● **Entries**
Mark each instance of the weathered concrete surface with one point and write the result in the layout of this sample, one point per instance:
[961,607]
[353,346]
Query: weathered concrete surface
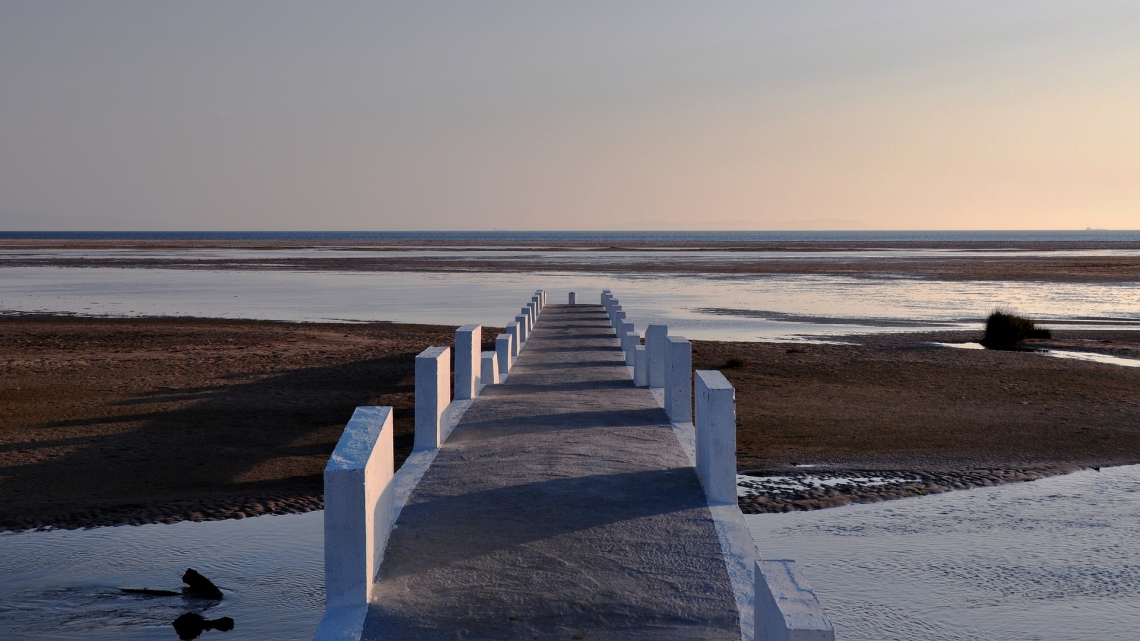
[562,506]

● **Exercise requirements**
Copy out every line of the material above, including the requests but not the pictures. In the answers only, scale each point coordinate by 2.55 and round to the nearest whole number, rounding halves up. Leave the numbers in the requests unchanged.

● **Full output**
Mark each instance of the weathered concrete surface with one point and write the result in the layout of this sample, one point per instance:
[961,607]
[353,346]
Query: weathered concrete surface
[1433,1290]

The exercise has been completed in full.